Rewrite every line of the records below as a numbered list, skipping any blank lines.

[START Materials provided]

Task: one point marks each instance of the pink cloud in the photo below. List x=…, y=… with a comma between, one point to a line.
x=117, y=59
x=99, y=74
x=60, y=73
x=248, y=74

[END Materials provided]

Exercise output
1. Task: one point marks each instance of the pink cloud in the photo below. List x=…, y=… with a comma between, one point to a line.
2. x=117, y=59
3. x=99, y=74
4. x=60, y=73
5. x=248, y=74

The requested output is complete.